Point annotation records:

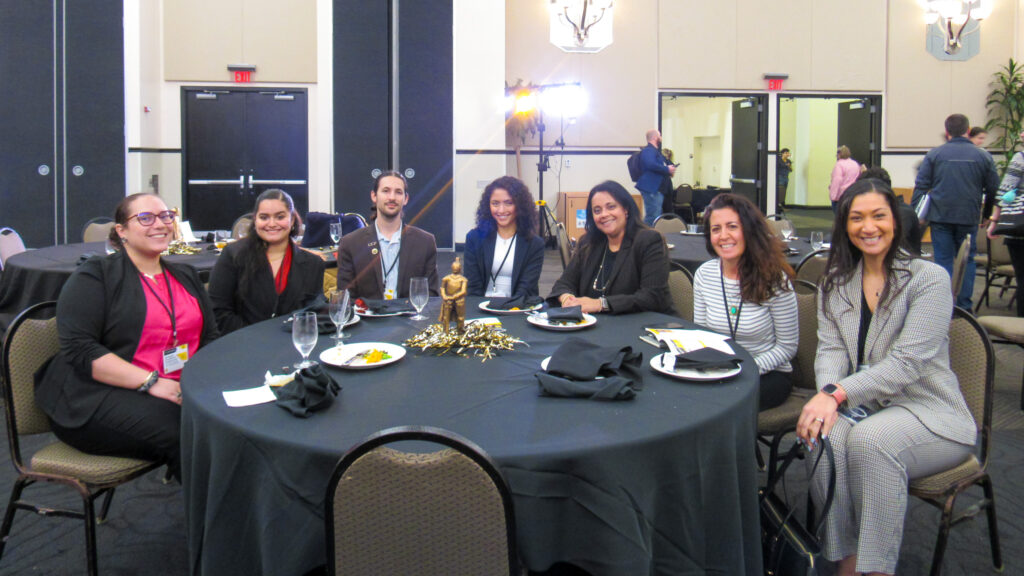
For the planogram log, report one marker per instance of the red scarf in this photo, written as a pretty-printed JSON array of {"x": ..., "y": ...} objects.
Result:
[{"x": 281, "y": 281}]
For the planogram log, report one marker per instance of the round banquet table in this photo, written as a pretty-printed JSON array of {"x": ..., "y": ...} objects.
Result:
[
  {"x": 38, "y": 276},
  {"x": 691, "y": 250},
  {"x": 660, "y": 484}
]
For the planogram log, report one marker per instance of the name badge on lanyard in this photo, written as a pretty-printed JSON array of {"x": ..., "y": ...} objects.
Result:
[{"x": 174, "y": 359}]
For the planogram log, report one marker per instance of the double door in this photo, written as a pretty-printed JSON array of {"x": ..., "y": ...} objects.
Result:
[
  {"x": 62, "y": 120},
  {"x": 238, "y": 144}
]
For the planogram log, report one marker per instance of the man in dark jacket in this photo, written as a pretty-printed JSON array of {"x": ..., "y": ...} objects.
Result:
[
  {"x": 655, "y": 169},
  {"x": 961, "y": 177}
]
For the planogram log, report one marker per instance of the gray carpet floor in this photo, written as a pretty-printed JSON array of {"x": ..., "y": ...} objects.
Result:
[{"x": 145, "y": 531}]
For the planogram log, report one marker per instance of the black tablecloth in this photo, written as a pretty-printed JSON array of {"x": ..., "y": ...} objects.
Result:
[
  {"x": 663, "y": 484},
  {"x": 38, "y": 276},
  {"x": 691, "y": 251}
]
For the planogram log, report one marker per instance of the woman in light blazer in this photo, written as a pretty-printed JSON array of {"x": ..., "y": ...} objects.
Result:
[{"x": 883, "y": 344}]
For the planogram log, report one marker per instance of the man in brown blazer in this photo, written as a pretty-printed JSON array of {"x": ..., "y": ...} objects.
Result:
[{"x": 378, "y": 261}]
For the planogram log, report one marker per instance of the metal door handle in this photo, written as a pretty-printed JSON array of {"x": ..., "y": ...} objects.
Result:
[{"x": 241, "y": 180}]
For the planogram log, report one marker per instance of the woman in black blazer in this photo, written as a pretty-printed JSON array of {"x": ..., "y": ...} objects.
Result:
[
  {"x": 621, "y": 264},
  {"x": 265, "y": 274},
  {"x": 504, "y": 255},
  {"x": 127, "y": 323}
]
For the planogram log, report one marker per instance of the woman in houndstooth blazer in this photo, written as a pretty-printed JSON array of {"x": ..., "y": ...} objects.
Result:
[{"x": 883, "y": 343}]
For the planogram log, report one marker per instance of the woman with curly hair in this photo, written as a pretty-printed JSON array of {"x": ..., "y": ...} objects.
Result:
[
  {"x": 747, "y": 291},
  {"x": 504, "y": 254}
]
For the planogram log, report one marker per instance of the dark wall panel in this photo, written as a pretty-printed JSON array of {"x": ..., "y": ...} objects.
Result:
[
  {"x": 361, "y": 104},
  {"x": 425, "y": 113},
  {"x": 27, "y": 198}
]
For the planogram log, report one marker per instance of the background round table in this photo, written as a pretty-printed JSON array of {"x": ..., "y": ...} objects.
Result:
[
  {"x": 691, "y": 250},
  {"x": 38, "y": 276},
  {"x": 662, "y": 484}
]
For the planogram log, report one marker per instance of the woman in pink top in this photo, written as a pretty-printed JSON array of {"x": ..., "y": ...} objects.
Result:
[
  {"x": 844, "y": 174},
  {"x": 128, "y": 322}
]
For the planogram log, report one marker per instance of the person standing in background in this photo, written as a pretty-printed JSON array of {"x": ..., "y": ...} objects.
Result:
[
  {"x": 844, "y": 173},
  {"x": 957, "y": 175},
  {"x": 783, "y": 165},
  {"x": 655, "y": 169}
]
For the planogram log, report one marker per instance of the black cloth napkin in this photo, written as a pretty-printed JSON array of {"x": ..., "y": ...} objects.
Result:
[
  {"x": 573, "y": 370},
  {"x": 388, "y": 306},
  {"x": 522, "y": 302},
  {"x": 707, "y": 359},
  {"x": 311, "y": 391},
  {"x": 572, "y": 314}
]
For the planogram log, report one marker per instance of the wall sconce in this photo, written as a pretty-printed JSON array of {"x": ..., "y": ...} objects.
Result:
[
  {"x": 581, "y": 26},
  {"x": 953, "y": 22}
]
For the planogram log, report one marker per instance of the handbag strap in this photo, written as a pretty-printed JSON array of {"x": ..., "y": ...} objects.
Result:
[{"x": 826, "y": 450}]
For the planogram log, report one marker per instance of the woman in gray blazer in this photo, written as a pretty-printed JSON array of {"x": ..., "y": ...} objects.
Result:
[{"x": 883, "y": 345}]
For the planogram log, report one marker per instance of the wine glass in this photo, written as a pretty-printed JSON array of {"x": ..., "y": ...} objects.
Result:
[
  {"x": 787, "y": 229},
  {"x": 341, "y": 312},
  {"x": 817, "y": 240},
  {"x": 336, "y": 233},
  {"x": 419, "y": 294},
  {"x": 304, "y": 332}
]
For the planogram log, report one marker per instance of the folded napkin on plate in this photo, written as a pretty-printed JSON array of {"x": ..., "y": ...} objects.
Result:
[
  {"x": 311, "y": 391},
  {"x": 707, "y": 359},
  {"x": 388, "y": 306},
  {"x": 522, "y": 302},
  {"x": 574, "y": 369},
  {"x": 573, "y": 314}
]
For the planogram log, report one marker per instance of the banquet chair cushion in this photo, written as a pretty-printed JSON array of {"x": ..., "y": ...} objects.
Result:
[
  {"x": 401, "y": 512},
  {"x": 937, "y": 485},
  {"x": 60, "y": 459}
]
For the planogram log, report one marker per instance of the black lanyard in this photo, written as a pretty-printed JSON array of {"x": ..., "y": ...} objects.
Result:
[
  {"x": 494, "y": 277},
  {"x": 169, "y": 311},
  {"x": 730, "y": 311}
]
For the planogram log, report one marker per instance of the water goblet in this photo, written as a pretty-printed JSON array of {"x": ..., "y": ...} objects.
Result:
[
  {"x": 419, "y": 294},
  {"x": 340, "y": 310},
  {"x": 304, "y": 333}
]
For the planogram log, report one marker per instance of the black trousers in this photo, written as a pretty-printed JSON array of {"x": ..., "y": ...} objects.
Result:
[
  {"x": 774, "y": 389},
  {"x": 131, "y": 424}
]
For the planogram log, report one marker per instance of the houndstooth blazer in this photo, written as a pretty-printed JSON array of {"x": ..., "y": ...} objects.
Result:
[{"x": 907, "y": 347}]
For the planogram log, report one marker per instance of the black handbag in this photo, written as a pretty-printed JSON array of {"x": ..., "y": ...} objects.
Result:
[{"x": 787, "y": 546}]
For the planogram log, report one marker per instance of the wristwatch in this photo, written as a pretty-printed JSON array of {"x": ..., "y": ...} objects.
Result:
[
  {"x": 838, "y": 395},
  {"x": 150, "y": 380}
]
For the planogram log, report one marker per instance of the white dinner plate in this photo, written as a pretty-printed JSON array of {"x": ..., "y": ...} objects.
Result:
[
  {"x": 366, "y": 313},
  {"x": 483, "y": 306},
  {"x": 343, "y": 357},
  {"x": 690, "y": 374},
  {"x": 541, "y": 321}
]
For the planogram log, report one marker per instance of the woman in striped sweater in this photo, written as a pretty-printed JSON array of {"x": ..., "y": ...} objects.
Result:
[{"x": 747, "y": 291}]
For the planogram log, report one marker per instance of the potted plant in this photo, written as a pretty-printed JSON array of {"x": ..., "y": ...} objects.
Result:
[{"x": 1006, "y": 111}]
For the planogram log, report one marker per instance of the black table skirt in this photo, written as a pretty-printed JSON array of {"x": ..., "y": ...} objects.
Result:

_Required task:_
Would you set down the listing exactly, omitting pictures?

_Response to this exercise:_
For the planogram log, report one marker per instance of the red scarf in this photo, written as a pretty-printed JSON array of {"x": ..., "y": ...} objects.
Result:
[{"x": 281, "y": 281}]
For the planogram log, report one marker per instance of the round banquet table in this photo, written as a pretty-printed JSON array of {"x": ..., "y": ...} objects.
Result:
[
  {"x": 38, "y": 276},
  {"x": 691, "y": 250},
  {"x": 660, "y": 484}
]
For the planogram log, report one marker per instance of the name badge on lanyard in this photo, written as a pretty-printed JSON array of {"x": ..., "y": ...} objects.
Result:
[{"x": 174, "y": 359}]
For the planogram log, report one marker per instance of the double door in this photo, written as a pretty-printed JSON array of {"x": ..., "y": ...} objects.
Result:
[
  {"x": 62, "y": 120},
  {"x": 238, "y": 144}
]
For the planogram log, report one marker per instance of the man in dark jacket in this photo, written as a pretty-printed JSON array of {"x": ..., "y": ...} objects.
Result:
[
  {"x": 655, "y": 169},
  {"x": 961, "y": 177}
]
For the planogram log, report one marker per instance of the gray carpet floor in this photo, written as a pretty-printed JSON array of {"x": ..., "y": ...} objects.
Result:
[{"x": 145, "y": 531}]
For the planogram log, report one marker per instance of the black tablecloth in this photo, written as a pretty-printed JSON array of {"x": ..., "y": ...} objects.
Result:
[
  {"x": 663, "y": 484},
  {"x": 38, "y": 276},
  {"x": 691, "y": 251}
]
For the planogram log, report one marker per instance of the woman in light blazer in this photo, written as a pretty-printed JSON array of {"x": ..., "y": ...} objects.
Result:
[{"x": 883, "y": 344}]
For the planogram log, report one marker per instance of the man in brown blazer in this photo, written as a pretty-printed JSON array of {"x": ..., "y": ...} objects.
Result:
[{"x": 378, "y": 261}]
For the planogram log, report one marker per instance of the metal door handle in this photo, written as a pretty-printed JSON array of {"x": ..., "y": ...} objects.
Result:
[{"x": 241, "y": 180}]
For the planogram log, report one marker per instance of the woman in black blazer in this photo, written as a pretty-printed JSON array of {"x": ..., "y": ...} objects.
Result:
[
  {"x": 621, "y": 264},
  {"x": 265, "y": 274},
  {"x": 504, "y": 255},
  {"x": 127, "y": 323}
]
For the planogram log, report one marker per instance of the woman in houndstooth blazer in this photo, written as a pretty-printed JSON array of {"x": ..., "y": ...} objects.
Result:
[{"x": 883, "y": 343}]
For the planogram log, report one marker per instance of the woman with curly hair in this photo, written as a pretty-printed JSON array of {"x": ..., "y": ...} objects.
Result:
[
  {"x": 747, "y": 291},
  {"x": 504, "y": 254}
]
For the planogram log, report one marker per instance of the dark wall panel in this photo, written as a pretty-printed JSON array of {"x": ..., "y": ...} objects.
Result:
[
  {"x": 361, "y": 104},
  {"x": 425, "y": 113},
  {"x": 27, "y": 198}
]
For the planogram log, report one marker per instance of the background round table in this photo, written as a pretty-printed JSON array of {"x": ..., "y": ...} objects.
Result:
[
  {"x": 691, "y": 250},
  {"x": 38, "y": 276},
  {"x": 662, "y": 484}
]
For the planogram log, report one marker per instance of the woman in pink top in this photo, written as a pretty-printed JSON array of {"x": ..., "y": ...} objects.
Result:
[
  {"x": 844, "y": 174},
  {"x": 128, "y": 322}
]
For the planogram log, report one marker per instance of the person standing in background in this photo, written as a pretty-printed JSON array of {"x": ..., "y": ...} objects.
Result:
[
  {"x": 844, "y": 173},
  {"x": 957, "y": 175},
  {"x": 783, "y": 165},
  {"x": 655, "y": 169}
]
For the planogram log, report one marker per instance of the black cloth napkin in this photo, written as a pretty-printed JSON array of {"x": ..., "y": ...} objects.
Result:
[
  {"x": 573, "y": 370},
  {"x": 388, "y": 306},
  {"x": 522, "y": 302},
  {"x": 707, "y": 359},
  {"x": 311, "y": 391},
  {"x": 572, "y": 314}
]
For the planogram log, report one marker per instance of the wall sconce in this photo, written as a pretty-printed JSON array of {"x": ..., "y": ...} objects.
Result:
[
  {"x": 581, "y": 26},
  {"x": 953, "y": 22}
]
For the planogram log, report one marker per instance of the handbag strap in this photo, written as a pretty-printed JSON array of {"x": ..., "y": ...} objects.
Result:
[{"x": 826, "y": 450}]
For the planogram log, report one marker per instance of the woman in gray blazer in this photo, written as a pretty-printed JSON array of {"x": ..., "y": ...} objects.
Result:
[{"x": 883, "y": 345}]
For the planogram log, report one marker per instance of the wine glass in this photo, written as a pretty-printed JSON array of {"x": ..., "y": ...} objects.
Result:
[
  {"x": 787, "y": 229},
  {"x": 341, "y": 312},
  {"x": 817, "y": 240},
  {"x": 336, "y": 233},
  {"x": 419, "y": 294},
  {"x": 304, "y": 332}
]
For the planogram log, report one marker per instance of the folded napkin on plate in this photo, written as a pretty-printed JSON array of {"x": ..., "y": ...} objects.
Result:
[
  {"x": 311, "y": 391},
  {"x": 707, "y": 359},
  {"x": 388, "y": 306},
  {"x": 522, "y": 302},
  {"x": 574, "y": 369},
  {"x": 573, "y": 314}
]
For the planogram log, report one marker per instance of the banquet chair cushion in this photo, written as a pretty-printed JSON array of {"x": ..., "y": ...} objects.
Result:
[
  {"x": 401, "y": 512},
  {"x": 937, "y": 485},
  {"x": 60, "y": 459}
]
For the planogram log, report one marker per instance of the black lanyard in this photo, written as a pretty-printed JSON array of {"x": ..., "y": ...} objects.
Result:
[
  {"x": 494, "y": 277},
  {"x": 169, "y": 311},
  {"x": 730, "y": 311}
]
For the planogram log, report one marker per instance of the water goblet in this photo, written as a pretty-printed JSON array of {"x": ..., "y": ...} objects.
Result:
[
  {"x": 419, "y": 294},
  {"x": 340, "y": 310},
  {"x": 304, "y": 333}
]
For the planogram log, report one marker per instance of the black trousers in this photo, written as a pretty-printed JSON array of {"x": ..., "y": ...} objects.
Result:
[
  {"x": 774, "y": 389},
  {"x": 131, "y": 424}
]
For the planogram log, report one marker per instance of the houndstooth blazer in this photo, written as a pretty-printed JSON array of {"x": ..., "y": ...} objects.
Result:
[{"x": 907, "y": 347}]
For the planogram log, report one marker per instance of the black handbag in this photo, written as a pretty-printed JSON array of {"x": ..., "y": ...} objects.
Result:
[{"x": 787, "y": 546}]
For the planogram log, report one marker per instance of the wristwatch in this photo, written as a pretty-printed JSON array of {"x": ..., "y": ...} objects.
Result:
[
  {"x": 838, "y": 395},
  {"x": 150, "y": 380}
]
For the planogram log, report one marker per instance of the white dinner plate in this photo, written as a pretty-printed JSON array of {"x": ..., "y": ...} objects.
Result:
[
  {"x": 366, "y": 313},
  {"x": 483, "y": 306},
  {"x": 343, "y": 357},
  {"x": 690, "y": 374},
  {"x": 541, "y": 321}
]
For the planogram log, report one marker per instance of the woman in striped sweater in this photo, written as a pretty-printed JSON array of {"x": ..., "y": ...} objects.
Result:
[{"x": 747, "y": 291}]
For the planogram log, report one marker per instance of the potted plant in this photo, written as a pretty-printed JSON array of {"x": ..., "y": ...} objects.
Result:
[{"x": 1006, "y": 111}]
For the planogram log, report one marker per instance of the black table skirt in this photo, written as a pretty-printed JSON array of {"x": ..., "y": ...} objects.
Result:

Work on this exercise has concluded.